Pancreatic cancer is an aggressive and deadly form of the disease. The majority of people who contract the cancer do not live more than five years after being diagnosed, though depending on the cancer, where it was located and the treatment a person receives, people can live longer.

What is pancreatic cancer and what are some of the symptoms? Here’s what we know about the aggressive cancer.

What is pancreatic cancer?

Pancreatic cancer is cancer in the tissues of the pancreas — an organ in your abdomen that releases enzymes that aid in digestion and that produces hormones that help manage your blood sugar.

The pancreas is an organ that sits behind the stomach, it’s about 6 inches long and 2 inches wide.

What are the symptoms of pancreatic cancer?

According to the American Cancer Society, symptoms include:

  • Abdominal pain that radiates to your back
  • Loss of appetite or unintended weight loss
  • Yellowing of your skin and the whites of your eyes (jaundice)

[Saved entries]

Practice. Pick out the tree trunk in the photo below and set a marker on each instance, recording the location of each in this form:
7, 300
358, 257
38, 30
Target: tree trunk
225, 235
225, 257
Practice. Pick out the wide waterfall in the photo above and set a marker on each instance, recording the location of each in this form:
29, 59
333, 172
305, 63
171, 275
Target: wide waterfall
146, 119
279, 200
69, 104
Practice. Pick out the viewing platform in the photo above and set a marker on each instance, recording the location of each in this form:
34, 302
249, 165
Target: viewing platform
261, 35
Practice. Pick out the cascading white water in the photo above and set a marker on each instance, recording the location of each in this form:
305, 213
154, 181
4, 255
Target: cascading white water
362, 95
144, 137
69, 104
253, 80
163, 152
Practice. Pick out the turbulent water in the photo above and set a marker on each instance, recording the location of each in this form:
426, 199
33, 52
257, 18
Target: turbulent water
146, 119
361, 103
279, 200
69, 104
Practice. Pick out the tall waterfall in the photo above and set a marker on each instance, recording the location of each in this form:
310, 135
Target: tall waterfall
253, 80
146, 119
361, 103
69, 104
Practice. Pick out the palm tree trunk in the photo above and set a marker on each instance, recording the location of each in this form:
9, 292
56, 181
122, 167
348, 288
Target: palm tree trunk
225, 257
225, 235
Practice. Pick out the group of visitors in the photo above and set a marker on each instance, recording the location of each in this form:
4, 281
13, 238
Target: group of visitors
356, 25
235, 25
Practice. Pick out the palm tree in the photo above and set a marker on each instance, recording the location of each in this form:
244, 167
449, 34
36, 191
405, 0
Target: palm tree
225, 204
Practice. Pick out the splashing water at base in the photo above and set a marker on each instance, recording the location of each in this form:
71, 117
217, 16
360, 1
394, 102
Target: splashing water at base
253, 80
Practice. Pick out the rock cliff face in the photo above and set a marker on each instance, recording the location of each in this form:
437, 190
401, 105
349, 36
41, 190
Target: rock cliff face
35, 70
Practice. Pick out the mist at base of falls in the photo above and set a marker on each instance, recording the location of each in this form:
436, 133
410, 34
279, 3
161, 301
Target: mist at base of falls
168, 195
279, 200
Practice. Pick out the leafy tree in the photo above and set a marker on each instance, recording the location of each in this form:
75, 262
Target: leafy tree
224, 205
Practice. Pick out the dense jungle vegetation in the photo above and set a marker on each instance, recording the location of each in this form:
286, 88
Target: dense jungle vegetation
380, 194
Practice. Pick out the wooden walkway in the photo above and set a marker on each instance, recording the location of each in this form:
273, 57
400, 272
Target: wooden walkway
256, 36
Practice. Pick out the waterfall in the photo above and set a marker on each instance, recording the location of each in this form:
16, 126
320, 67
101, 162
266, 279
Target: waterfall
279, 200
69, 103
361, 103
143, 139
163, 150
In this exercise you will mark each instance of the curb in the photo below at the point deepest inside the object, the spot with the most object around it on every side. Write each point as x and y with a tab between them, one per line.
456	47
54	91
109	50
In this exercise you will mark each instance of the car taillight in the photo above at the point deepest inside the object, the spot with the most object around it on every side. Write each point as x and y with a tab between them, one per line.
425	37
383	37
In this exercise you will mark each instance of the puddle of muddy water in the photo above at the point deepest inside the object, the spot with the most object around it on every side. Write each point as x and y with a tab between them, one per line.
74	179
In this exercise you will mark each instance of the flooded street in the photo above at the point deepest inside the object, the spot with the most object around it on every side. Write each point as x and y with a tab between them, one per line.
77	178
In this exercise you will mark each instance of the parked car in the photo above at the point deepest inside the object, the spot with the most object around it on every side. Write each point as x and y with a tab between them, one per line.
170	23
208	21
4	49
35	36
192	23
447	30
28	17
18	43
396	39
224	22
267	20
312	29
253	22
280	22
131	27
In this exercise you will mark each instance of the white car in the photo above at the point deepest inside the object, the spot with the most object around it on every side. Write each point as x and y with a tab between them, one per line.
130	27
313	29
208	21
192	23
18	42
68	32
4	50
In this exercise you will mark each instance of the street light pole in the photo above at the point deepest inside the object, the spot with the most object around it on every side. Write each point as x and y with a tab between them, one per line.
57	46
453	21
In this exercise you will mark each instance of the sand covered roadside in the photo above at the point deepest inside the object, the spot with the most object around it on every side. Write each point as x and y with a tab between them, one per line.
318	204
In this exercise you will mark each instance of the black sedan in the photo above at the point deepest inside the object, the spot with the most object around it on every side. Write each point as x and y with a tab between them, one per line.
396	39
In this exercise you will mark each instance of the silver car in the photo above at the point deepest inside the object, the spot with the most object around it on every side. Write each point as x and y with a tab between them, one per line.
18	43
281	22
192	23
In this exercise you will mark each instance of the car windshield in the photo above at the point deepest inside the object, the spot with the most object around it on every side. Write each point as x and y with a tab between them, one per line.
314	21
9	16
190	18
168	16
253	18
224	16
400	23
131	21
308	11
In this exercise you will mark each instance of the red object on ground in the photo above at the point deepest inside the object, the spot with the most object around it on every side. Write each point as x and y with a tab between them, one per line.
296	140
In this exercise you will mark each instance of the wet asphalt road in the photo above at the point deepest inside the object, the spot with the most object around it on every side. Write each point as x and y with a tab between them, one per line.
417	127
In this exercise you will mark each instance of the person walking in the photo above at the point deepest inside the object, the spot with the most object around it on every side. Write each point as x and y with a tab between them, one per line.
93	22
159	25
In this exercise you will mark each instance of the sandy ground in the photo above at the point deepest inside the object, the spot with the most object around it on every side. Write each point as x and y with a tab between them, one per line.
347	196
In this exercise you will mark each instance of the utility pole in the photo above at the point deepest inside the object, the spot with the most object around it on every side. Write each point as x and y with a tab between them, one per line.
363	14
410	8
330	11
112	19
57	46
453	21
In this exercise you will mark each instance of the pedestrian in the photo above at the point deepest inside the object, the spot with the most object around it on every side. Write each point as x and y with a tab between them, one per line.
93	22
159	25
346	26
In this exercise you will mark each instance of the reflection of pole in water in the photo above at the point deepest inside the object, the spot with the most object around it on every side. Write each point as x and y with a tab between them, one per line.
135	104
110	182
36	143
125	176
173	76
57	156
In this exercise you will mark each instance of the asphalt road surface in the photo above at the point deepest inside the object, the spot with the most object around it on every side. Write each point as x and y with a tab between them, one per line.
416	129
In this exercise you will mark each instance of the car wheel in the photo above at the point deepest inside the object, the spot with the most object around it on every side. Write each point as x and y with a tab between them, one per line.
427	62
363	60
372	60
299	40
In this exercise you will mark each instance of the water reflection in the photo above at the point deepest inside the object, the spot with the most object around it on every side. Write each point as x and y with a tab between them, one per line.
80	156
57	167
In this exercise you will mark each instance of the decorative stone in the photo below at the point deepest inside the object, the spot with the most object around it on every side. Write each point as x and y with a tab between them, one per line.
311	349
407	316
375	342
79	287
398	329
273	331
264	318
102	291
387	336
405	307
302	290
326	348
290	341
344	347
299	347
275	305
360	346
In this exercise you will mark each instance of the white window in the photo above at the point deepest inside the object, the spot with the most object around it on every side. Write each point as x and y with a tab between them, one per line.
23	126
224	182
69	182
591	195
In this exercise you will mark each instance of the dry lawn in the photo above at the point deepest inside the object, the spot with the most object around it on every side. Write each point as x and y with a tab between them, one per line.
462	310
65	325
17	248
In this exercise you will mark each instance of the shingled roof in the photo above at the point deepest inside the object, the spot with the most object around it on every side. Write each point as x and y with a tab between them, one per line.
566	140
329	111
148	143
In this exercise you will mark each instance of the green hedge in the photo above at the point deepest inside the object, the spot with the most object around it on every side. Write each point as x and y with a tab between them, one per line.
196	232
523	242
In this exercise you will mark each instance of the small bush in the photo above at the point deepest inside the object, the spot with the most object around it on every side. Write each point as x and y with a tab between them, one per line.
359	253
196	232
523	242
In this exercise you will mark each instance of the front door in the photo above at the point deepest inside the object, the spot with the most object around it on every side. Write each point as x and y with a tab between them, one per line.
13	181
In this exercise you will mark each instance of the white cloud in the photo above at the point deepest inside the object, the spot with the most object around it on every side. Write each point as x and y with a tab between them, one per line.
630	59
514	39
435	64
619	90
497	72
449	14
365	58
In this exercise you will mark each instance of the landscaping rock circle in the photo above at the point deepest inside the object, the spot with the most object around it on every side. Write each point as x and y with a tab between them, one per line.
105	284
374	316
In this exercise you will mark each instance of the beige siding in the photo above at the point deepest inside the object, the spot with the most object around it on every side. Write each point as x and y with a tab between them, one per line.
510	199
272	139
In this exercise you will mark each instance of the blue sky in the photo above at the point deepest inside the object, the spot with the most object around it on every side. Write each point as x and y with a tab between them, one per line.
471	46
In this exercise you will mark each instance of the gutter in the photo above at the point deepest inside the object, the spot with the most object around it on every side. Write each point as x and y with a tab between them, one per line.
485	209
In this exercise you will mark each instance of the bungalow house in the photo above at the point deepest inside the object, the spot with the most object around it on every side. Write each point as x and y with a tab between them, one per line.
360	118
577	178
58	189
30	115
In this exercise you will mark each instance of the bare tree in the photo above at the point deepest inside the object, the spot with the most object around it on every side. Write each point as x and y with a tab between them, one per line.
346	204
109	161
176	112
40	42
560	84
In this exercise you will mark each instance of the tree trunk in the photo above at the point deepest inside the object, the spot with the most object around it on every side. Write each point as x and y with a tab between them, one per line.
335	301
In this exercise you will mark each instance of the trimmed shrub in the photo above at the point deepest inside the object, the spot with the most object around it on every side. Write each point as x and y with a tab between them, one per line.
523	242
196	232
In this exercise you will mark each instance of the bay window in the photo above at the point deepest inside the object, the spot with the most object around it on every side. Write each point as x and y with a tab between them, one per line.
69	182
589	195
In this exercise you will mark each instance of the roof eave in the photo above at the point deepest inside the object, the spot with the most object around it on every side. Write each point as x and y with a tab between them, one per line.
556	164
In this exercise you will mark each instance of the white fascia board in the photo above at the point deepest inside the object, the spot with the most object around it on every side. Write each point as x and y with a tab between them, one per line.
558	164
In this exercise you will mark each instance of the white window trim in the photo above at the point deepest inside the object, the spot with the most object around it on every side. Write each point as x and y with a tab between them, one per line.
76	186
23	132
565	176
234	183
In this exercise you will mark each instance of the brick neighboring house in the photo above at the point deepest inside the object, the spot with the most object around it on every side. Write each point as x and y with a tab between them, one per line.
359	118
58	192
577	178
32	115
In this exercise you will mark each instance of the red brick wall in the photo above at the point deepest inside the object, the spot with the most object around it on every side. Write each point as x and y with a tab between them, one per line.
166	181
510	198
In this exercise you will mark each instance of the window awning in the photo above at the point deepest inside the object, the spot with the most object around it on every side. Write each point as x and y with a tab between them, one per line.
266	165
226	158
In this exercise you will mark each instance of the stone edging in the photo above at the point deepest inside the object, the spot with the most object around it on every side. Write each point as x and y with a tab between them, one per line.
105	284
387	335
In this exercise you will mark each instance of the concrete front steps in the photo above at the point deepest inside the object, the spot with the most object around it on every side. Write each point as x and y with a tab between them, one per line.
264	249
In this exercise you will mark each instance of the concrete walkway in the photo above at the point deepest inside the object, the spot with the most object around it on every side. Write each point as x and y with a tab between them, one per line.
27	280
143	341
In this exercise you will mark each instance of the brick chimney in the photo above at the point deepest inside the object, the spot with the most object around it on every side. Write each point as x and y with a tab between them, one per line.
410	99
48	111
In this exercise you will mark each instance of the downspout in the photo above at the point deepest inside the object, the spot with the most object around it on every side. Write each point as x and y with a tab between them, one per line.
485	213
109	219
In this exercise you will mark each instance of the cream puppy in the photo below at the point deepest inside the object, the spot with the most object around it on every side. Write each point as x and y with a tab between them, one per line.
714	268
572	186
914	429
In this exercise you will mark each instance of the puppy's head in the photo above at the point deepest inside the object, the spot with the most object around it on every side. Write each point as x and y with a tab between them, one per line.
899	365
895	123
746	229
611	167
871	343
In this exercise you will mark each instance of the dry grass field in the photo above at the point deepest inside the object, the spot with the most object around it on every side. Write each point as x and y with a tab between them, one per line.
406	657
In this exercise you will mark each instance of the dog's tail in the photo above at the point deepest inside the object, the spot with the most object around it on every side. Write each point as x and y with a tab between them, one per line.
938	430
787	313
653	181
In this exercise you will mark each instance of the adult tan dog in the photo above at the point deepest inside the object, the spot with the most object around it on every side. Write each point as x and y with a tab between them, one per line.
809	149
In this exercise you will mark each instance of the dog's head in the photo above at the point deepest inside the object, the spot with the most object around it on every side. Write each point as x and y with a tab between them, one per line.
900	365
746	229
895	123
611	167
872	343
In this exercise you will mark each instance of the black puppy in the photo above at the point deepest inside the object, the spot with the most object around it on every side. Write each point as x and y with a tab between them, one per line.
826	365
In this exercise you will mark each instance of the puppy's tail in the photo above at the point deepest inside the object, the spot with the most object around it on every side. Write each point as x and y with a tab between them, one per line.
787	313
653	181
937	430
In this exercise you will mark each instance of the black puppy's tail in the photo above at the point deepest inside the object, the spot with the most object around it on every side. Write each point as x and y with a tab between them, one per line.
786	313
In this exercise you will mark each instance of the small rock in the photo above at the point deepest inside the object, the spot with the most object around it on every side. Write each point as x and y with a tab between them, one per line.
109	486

### WHAT YOU WILL DO
**1.** Based on the pancreatic cancer article, answer yes or no for each statement and quote the words that decide it: (a) The pancreas sits behind the stomach. (b) The pancreas is about 6 inches wide. (c) Most people who contract pancreatic cancer live more than five years after diagnosis.
**2.** Give every symptom that the pancreatic cancer article lists in its bullet points.
**3.** Reproduce word for word the passage of the pancreatic cancer article starting at "According to the" and ending at "your eyes (jaundice)".
These saved entries were drawn from a different source than the article.

### RESPONSES
**1.**
(a) Yes: "The pancreas is an organ that sits behind the stomach"
(b) No: "it’s about 6 inches long and 2 inches wide"
(c) No: "The majority of people who contract the cancer do not live more than five years after being diagnosed"

**2.**
- Abdominal pain that radiates to your back
- Loss of appetite or unintended weight loss
- Yellowing of your skin and the whites of your eyes (jaundice)

**3.**
According to the American Cancer Society, symptoms include:

  • Abdominal pain that radiates to your back
  • Loss of appetite or unintended weight loss
  • Yellowing of your skin and the whites of your eyes (jaundice)